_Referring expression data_

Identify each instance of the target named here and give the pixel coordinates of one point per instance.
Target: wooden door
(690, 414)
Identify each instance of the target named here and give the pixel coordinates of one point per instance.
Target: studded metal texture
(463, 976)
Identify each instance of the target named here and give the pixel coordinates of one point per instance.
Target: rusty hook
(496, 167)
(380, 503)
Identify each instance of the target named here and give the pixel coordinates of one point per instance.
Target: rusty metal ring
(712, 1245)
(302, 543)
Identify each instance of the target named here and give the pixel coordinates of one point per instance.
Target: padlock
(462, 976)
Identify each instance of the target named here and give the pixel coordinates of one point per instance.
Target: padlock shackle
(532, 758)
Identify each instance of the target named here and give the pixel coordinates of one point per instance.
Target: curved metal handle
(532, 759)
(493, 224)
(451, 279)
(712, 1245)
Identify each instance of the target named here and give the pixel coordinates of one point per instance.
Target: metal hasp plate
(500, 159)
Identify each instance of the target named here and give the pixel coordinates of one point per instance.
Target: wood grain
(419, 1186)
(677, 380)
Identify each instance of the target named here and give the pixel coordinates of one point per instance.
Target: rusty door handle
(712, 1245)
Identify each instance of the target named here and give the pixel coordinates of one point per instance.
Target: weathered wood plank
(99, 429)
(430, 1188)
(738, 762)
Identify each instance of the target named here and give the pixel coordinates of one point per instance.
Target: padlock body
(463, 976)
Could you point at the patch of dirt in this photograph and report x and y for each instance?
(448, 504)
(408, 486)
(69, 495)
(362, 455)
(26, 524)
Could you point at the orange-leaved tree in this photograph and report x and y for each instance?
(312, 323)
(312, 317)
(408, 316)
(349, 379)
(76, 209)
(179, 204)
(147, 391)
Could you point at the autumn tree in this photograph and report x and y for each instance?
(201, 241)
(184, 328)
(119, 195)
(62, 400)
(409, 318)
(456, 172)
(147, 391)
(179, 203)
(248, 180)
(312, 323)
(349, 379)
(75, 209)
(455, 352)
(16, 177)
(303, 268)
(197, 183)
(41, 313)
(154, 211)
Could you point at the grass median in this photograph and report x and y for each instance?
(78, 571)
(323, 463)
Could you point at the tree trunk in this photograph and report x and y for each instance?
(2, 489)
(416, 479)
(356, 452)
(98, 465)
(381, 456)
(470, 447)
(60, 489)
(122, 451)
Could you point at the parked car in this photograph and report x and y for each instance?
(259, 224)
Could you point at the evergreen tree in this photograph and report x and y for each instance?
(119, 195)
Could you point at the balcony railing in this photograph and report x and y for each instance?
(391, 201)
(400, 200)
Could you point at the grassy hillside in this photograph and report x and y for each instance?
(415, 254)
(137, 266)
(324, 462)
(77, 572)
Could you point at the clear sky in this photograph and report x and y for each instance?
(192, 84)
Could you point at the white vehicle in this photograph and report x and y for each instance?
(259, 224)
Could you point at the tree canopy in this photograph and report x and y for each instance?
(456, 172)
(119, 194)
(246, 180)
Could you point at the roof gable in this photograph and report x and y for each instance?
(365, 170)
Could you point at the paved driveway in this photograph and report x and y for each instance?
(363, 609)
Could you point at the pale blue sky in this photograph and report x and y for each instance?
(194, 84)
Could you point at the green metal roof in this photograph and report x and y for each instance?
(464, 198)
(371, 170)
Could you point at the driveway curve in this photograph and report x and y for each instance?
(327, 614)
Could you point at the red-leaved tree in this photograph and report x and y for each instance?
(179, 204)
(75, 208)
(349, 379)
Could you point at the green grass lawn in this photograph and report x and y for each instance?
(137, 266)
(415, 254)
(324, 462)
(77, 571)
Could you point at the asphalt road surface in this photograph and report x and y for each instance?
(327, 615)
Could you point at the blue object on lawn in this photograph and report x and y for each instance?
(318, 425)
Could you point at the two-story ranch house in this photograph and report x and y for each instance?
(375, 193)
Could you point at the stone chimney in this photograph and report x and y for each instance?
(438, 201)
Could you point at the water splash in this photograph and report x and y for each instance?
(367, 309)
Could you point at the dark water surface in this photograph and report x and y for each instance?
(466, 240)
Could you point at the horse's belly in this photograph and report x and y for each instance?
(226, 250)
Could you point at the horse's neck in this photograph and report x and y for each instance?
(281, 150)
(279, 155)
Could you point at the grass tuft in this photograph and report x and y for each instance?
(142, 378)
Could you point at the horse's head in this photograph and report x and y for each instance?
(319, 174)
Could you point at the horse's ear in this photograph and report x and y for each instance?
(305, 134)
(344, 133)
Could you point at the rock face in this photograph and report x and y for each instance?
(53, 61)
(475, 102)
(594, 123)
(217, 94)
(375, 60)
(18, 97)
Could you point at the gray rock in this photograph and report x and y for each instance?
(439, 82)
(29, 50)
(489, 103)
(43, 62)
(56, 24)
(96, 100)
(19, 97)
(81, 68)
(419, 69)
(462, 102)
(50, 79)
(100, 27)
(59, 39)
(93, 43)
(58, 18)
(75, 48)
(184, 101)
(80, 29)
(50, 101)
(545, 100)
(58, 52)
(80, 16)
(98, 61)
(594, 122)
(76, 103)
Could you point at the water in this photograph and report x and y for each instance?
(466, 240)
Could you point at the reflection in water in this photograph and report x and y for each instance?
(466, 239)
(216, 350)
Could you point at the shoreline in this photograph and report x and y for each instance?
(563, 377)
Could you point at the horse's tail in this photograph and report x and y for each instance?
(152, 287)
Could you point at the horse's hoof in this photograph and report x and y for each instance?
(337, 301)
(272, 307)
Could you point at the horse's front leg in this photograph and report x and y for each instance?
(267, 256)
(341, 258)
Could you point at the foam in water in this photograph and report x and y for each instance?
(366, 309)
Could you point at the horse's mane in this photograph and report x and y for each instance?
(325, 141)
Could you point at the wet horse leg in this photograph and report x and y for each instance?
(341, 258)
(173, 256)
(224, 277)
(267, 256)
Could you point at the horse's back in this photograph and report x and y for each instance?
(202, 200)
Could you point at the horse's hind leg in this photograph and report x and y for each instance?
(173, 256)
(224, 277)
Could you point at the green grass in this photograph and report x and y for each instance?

_What you will do_
What you should produce is an exact copy of the records above.

_Result of this exercise_
Identify each instance of the target named here and give the pixel coordinates of one point per instance.
Target: wooden door
(690, 414)
Identify each instance of the target named here and give the pixel coordinates of one point per instance.
Target: studded metal texture
(463, 976)
Identify each instance of the target named here and give the pixel coordinates of one point per instance.
Target: rusty hook
(496, 167)
(380, 503)
Identify each instance of the target named here and give the pixel coordinates of one point per instance.
Target: rusty metal ring
(712, 1245)
(302, 543)
Identify each instance of the target named here and give the pixel coordinates of one point per instance.
Target: padlock
(462, 976)
Identify each instance of the target named here and give the pixel coordinates of one point per instance.
Target: padlock shackle
(532, 758)
Identify each instance of the target named here and give the pixel coordinates of one point per instance.
Target: curved metal handle
(532, 759)
(493, 224)
(451, 279)
(712, 1245)
Identify each instance of the target named here and give the pixel coordinates of one point per instance.
Target: metal hasp plate
(500, 159)
Identify each instance of the target named here and give the pixel coordinates of one point per instance.
Target: wood grain
(419, 1186)
(677, 380)
Identify each instance of the target named here and give the pixel coordinates of one point per instance.
Target: rusty door handle
(712, 1245)
Identify each instance of the target named here and give the pixel coordinates of one point per instance.
Target: weathered wood plank
(99, 429)
(430, 1188)
(738, 762)
Identify each instance of the target named here and give the pixel coordinates of one point per instance.
Target: padlock body
(463, 976)
Could you point at the patch of dirt in this photograph and report x and y for each instance?
(448, 504)
(408, 486)
(69, 495)
(362, 455)
(26, 524)
Could you point at the orange-leaved tree in this photograph and report x and y for each instance?
(312, 323)
(312, 317)
(408, 316)
(349, 379)
(76, 209)
(179, 204)
(147, 391)
Could you point at the autumn tree in this photograph and report x and y for each instance?
(201, 241)
(184, 328)
(119, 195)
(62, 400)
(409, 318)
(456, 172)
(147, 391)
(179, 203)
(248, 180)
(312, 323)
(349, 379)
(75, 209)
(455, 352)
(16, 177)
(303, 268)
(197, 183)
(41, 313)
(154, 211)
Could you point at the grass median in this photograph and report x and y for each instance?
(78, 571)
(323, 463)
Could you point at the tree trunk in this photograph and report x and y for each instance?
(2, 489)
(416, 479)
(356, 452)
(98, 465)
(381, 456)
(470, 447)
(60, 489)
(122, 451)
Could you point at the parked car in this photograph and report x and y for each instance?
(259, 224)
Could you point at the evergreen tree in this photograph and report x and y for each instance?
(119, 195)
Could you point at the balcony railing in this photograph and report x and y for each instance?
(391, 201)
(400, 200)
Could you point at the grassy hillside in this photograph and report x and y for each instance?
(415, 254)
(137, 266)
(324, 462)
(77, 572)
Could you point at the clear sky in this photograph and report x and y for each instance?
(192, 84)
Could you point at the white vehicle in this photograph and report x and y for each instance?
(259, 224)
Could you point at the tree canopy in this photograph and report x and y for each instance?
(456, 172)
(119, 194)
(246, 180)
Could you point at the roof gable in this photograph and report x and y for each instance?
(365, 170)
Could you point at the paved driveway in this photograph and report x and y for each instance?
(363, 609)
Could you point at the pale blue sky in this photograph and report x and y for each instance?
(194, 84)
Could you point at the green metal roof in this photograph and report x and y for each instance?
(464, 198)
(371, 170)
Could you point at the driveway curve in this photograph and report x and y for each instance?
(327, 614)
Could you point at the red-leaved tree in this photograph and report x and y for each instance?
(179, 204)
(75, 208)
(349, 379)
Could you point at the green grass lawn in this photograph and report x and y for each instance?
(137, 266)
(415, 254)
(324, 462)
(77, 571)
Could you point at the asphalt road surface in this photograph and report x and y for each instance?
(327, 615)
Could you point at the blue object on lawn in this photograph and report x and y for each instance?
(318, 425)
Could you point at the two-story ranch house in this photograph and report x and y for each instance?
(375, 193)
Could you point at the stone chimney in this photograph and report x and y for each instance?
(438, 201)
Could you point at the water splash in this photograph and report x and y for each instance?
(367, 309)
Could you point at the dark water surface in this photograph and report x and y for each instance?
(466, 240)
Could you point at the horse's belly in this photograph and report x and y for each instance?
(226, 250)
Could you point at the horse's neck in this photograph and report x and y for each instance?
(281, 150)
(279, 155)
Could you point at the grass tuft in this photograph and report x and y for each instance?
(142, 378)
Could you point at the horse's head in this photograph and report x and y for each instance?
(319, 174)
Could you point at the horse's ear in this photograph and report x and y for each instance?
(305, 134)
(344, 133)
Could you point at the rock face in this photograph and report x and y for each instance?
(53, 61)
(475, 102)
(594, 123)
(217, 94)
(375, 60)
(18, 97)
Could you point at the gray rock in this photograph and report x and y for each instance?
(439, 82)
(29, 50)
(489, 103)
(43, 62)
(56, 24)
(96, 100)
(19, 97)
(81, 68)
(419, 69)
(462, 102)
(50, 79)
(100, 27)
(59, 39)
(93, 43)
(58, 18)
(75, 48)
(184, 101)
(80, 29)
(50, 101)
(545, 100)
(58, 52)
(80, 16)
(98, 61)
(594, 122)
(76, 103)
Could you point at the water in this photograph and report x and y for each instance?
(466, 240)
Could you point at the reflection in water in this photograph and report x and y for each instance?
(466, 239)
(216, 350)
Could you point at the shoreline in this photograph and report x and y for each instance?
(563, 377)
Could you point at the horse's tail in this photograph and report x and y for each instance?
(152, 287)
Could you point at the horse's hoof in this photograph and report x and y for each instance?
(337, 301)
(272, 307)
Could you point at the horse's front leg in this photograph and report x and y for each instance?
(267, 256)
(341, 258)
Could you point at the foam in water in this photograph and report x and y for each instance?
(366, 309)
Could you point at the horse's mane in this photograph and report x and y for each instance?
(325, 141)
Could you point at the wet horse leg in this photograph and report x and y for each instance?
(341, 258)
(173, 256)
(224, 277)
(267, 256)
Could you point at the horse's back in this photograph and report x and y for each instance?
(202, 200)
Could you point at the horse's hind leg in this photograph and report x and y for each instance?
(173, 256)
(224, 277)
Could you point at the green grass in this photograph and report x and y for each instance?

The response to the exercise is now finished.